*PAGE EXCERPT*:
::::
[WARNING: CONTAINS SPOILERS]
"I could have turned you in. I could have, you know," Alice tells Monsieur Hire, as she looks out from his apartment window from where he's spent months peeping into her bedroom.
"Yes, but you didn't," Hire points out.
Thus begins a spellbinding love affair.
Why doesn't Alice call the cops? Because, she says, Hire obviously is a nice person. Which surprises him, because all his neighbors view Hire as a creepy guy and are quite willing, much like the police, to believe he's responsible for the murder of a young woman in the neighborhood.
Patrice Leconte is a rare filmmaker. He's a master at crafting genuinely tense, intriguing moments out of mere subtleties. His films are so superbly character-driven without any of the artifice of many contemporary, or shall I say, Hollywood, films that we are drawn into their stories without realizing it.
::::
*STORED DATA*:
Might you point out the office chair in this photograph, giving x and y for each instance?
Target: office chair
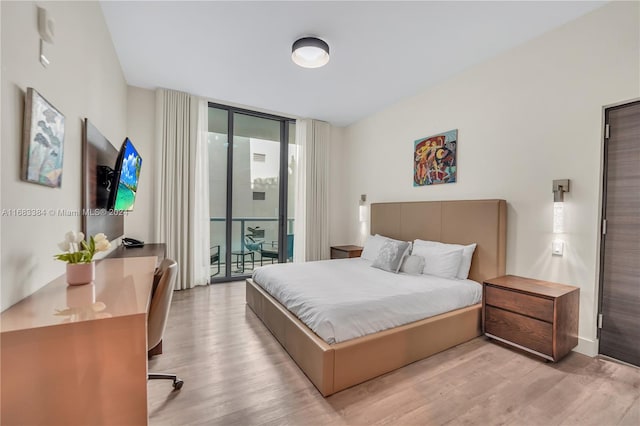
::::
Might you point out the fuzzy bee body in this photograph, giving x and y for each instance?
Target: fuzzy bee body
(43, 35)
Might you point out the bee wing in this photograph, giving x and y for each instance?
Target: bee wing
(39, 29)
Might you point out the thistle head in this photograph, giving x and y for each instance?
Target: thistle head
::::
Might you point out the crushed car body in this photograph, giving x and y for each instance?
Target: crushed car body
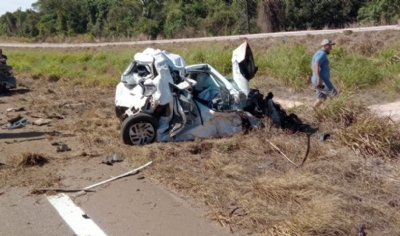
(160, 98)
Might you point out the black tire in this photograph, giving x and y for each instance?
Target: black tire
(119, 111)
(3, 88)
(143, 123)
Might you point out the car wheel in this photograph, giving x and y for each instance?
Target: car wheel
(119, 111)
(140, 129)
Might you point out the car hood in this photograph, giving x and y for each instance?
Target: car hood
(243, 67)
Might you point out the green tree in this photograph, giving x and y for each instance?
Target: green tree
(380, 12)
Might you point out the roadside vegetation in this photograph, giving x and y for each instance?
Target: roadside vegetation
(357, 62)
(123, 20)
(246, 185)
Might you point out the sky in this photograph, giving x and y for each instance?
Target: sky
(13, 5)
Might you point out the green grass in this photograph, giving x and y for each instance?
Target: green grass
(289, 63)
::::
*WHAT YOU WILL DO*:
Could you extend the film review of Monsieur Hire above, starting right after its last sentence?

*ANSWER TO THE EXERCISE*:
In "Monsieur Hire," Leconte takes the story of a peeping tom and turns it into an unpretentious, gripping, sly romantic thriller. It initially reminded me of "The Cry of the Owl" (1987), but works on a much deeper, more human and satisfying level than Claude Chabrol's thriller.
Hire, brilliantly played by Michel Blanc, is a balding, lonely middle-aged introvert whose only sense of comfort comes from watching a beautiful young woman, Alice (a gorgeous Sandrine Bonnaire), through her bedroom window. But Alice finds herself strangely attracted to this recluse, though Leconte always keeps us wondering whether she has ulterior motives. After all, Hire certainly is not Alice's type. And is nothing like her fiancé, Emile.
In a mere 80 minutes or so, Leconte packs more suspense, intrigue and sensuality into his film than most two-hour thrillers. A scene involving Alice gently picking up tomatoes around Hire's feet and another at a boxing match are infinitely sexier than anything Paul Verhoeven, Adrian Lyne or countless other directors of "sexy thrillers" could have conjured up. And Leconte achieves this without any dialogue or even the slightest hint of nudity.
Elegant, smart, sophisticated and seductive, "Monsieur Hire" slowly creeps up on you and holds you in its web until its perfect conclusion. Then it haunts you for weeks.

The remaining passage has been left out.